▼
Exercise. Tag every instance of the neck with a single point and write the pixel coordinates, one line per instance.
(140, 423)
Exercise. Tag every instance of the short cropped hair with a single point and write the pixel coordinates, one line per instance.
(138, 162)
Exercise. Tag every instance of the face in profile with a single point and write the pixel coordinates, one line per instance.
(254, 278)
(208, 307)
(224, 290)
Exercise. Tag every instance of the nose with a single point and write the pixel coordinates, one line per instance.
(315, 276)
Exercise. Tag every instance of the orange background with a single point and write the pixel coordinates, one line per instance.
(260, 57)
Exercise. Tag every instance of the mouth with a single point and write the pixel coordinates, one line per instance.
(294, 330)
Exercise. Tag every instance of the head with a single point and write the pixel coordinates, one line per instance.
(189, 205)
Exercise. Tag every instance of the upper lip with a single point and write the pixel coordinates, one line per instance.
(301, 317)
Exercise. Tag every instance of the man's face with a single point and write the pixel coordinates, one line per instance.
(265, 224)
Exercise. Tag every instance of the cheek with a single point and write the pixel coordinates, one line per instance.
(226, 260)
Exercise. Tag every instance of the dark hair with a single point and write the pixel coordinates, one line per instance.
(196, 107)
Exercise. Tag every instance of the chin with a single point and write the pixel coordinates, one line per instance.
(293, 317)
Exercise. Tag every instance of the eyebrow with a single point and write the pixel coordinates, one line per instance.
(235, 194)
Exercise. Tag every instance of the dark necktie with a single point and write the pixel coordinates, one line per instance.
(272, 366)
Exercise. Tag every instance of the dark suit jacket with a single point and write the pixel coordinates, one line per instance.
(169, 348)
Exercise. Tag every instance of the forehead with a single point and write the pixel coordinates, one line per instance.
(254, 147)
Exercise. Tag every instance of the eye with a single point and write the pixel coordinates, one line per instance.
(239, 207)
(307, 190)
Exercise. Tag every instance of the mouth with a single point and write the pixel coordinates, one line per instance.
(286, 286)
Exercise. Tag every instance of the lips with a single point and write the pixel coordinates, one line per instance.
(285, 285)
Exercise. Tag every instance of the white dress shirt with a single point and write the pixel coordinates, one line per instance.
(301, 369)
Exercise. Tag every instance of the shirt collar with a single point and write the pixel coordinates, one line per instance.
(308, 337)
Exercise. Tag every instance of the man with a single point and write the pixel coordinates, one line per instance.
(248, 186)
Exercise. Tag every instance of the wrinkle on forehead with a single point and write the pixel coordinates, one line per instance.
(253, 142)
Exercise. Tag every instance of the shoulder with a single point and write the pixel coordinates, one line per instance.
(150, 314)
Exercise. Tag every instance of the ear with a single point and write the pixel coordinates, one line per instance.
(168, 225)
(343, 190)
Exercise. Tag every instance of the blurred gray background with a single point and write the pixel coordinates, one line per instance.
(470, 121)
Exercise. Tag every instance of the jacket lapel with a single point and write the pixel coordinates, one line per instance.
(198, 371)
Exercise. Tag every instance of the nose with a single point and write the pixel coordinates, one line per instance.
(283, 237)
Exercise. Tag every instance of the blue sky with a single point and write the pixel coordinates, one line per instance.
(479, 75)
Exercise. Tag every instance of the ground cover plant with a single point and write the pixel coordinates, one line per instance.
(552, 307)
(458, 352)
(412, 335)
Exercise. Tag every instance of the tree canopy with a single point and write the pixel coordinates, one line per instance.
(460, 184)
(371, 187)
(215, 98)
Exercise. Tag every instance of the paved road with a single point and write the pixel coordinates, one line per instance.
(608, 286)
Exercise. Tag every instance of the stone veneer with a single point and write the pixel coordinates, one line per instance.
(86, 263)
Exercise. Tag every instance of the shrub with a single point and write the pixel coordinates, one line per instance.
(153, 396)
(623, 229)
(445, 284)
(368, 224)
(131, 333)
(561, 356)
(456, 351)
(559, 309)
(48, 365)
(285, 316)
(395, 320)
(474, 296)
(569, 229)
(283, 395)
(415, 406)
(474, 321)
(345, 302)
▲
◆ **TASK TO COMPLETE**
Print back all the lines verbatim.

◆ **COMPLETED EXERCISE**
Exercise. Tag every instance of the neck with a single point and write the pixel coordinates, one line per instance.
(140, 423)
Exercise. Tag every instance of the short cropped hair with a single point and write the pixel coordinates, one line per instance.
(138, 162)
Exercise. Tag every instance of the face in profile with a single point and write the pixel coordinates, one line per instance.
(254, 278)
(208, 307)
(224, 290)
Exercise. Tag every instance of the nose with a single point and write the pixel coordinates, one line per instance.
(315, 276)
Exercise. Tag every instance of the orange background with a single point and write the pixel coordinates, one line per instance.
(260, 57)
Exercise. Tag every instance of the mouth with a single point and write the pixel coordinates, one line per instance.
(294, 330)
Exercise. Tag every instance of the head with a single point and write the pixel coordinates, one line per instance.
(189, 205)
Exercise. Tag every instance of the upper lip with a single point and write the pixel coordinates, one line per instance.
(301, 317)
Exercise. Tag every instance of the man's face with a single point and write the pixel coordinates, one line per instance.
(265, 224)
Exercise. Tag every instance of the cheek with a single point and write the pixel coordinates, one line per instance.
(226, 260)
Exercise. Tag every instance of the dark hair with a single point and write the pixel coordinates, one line per instance.
(196, 107)
Exercise. Tag every instance of the chin with a single point and write the pixel coordinates, one line per instance.
(293, 317)
Exercise. Tag every instance of the eyebrow with a single point and write the pixel coordinates, one line per instance.
(235, 194)
Exercise. Tag every instance of the dark necktie with a single point and write the pixel coordinates, one line per instance.
(272, 366)
Exercise. Tag every instance of the dark suit jacket with a single point and write the pixel coordinates, one line per instance.
(169, 348)
Exercise. Tag every instance of the forehead with a single point and write the pixel coordinates, one line per instance.
(254, 147)
Exercise. Tag every instance of the eye with a single point and write the pixel coordinates, one line per instance.
(239, 207)
(307, 190)
Exercise. Tag every instance of the mouth with a single point and write the pixel coordinates, one line per instance.
(286, 286)
Exercise. Tag every instance of the lips with a single point and write the pixel coordinates, one line per instance.
(285, 285)
Exercise. Tag every instance of the white dress shirt with a single point and write the pixel coordinates, one line per instance.
(301, 369)
Exercise. Tag every instance of the shirt collar with a single point and write the pixel coordinates, one line per instance.
(308, 337)
Exercise. Tag every instance of the man with a single point and write the pixel coordinates, one line per instance.
(248, 186)
Exercise. Tag every instance of the wrinkle on forehead with a single point and write the pixel coordinates, one line per instance.
(253, 142)
Exercise. Tag every instance of the shoulder with a single point and write the pixel coordinates, one line per instance.
(150, 314)
Exercise. Tag every instance of the ear with a single point and write the pixel coordinates, one line per instance.
(168, 225)
(343, 190)
Exercise. Tag every instance of the blurred gray background with a single point and write the pixel coordinates, one line per instance.
(470, 121)
Exercise. Tag every instance of the jacket lapel with a single point and write the pixel coordinates, one line per instance.
(198, 371)
Exercise. Tag every instance of the nose with a single point and write the pixel coordinates, one line per instance.
(283, 237)
Exercise. Tag every instance of the blue sky with a single point and write the pixel coordinates, one line per instance.
(479, 75)
Exercise. Tag every instance of the ground cover plant with a single point and write the pixel coordinates, one line per instance.
(552, 307)
(458, 352)
(412, 335)
Exercise. Tag every instance of the tree canopy with a single point and write the pixel coordinates, one line per instance.
(460, 184)
(371, 187)
(215, 98)
Exercise. Tag every instance of the paved road with a single point and write the pixel coordinates, one line per instance.
(608, 286)
Exercise. Tag every instance of the stone veneer with a single point and write the pixel coordinates, one line per instance.
(86, 263)
Exercise. Tag every instance of the shrub with a single point and write the pixel coordinates, one line per instance.
(153, 396)
(623, 229)
(445, 284)
(368, 224)
(131, 333)
(561, 356)
(456, 351)
(559, 309)
(48, 365)
(285, 316)
(395, 320)
(474, 296)
(569, 229)
(283, 395)
(415, 406)
(474, 321)
(345, 302)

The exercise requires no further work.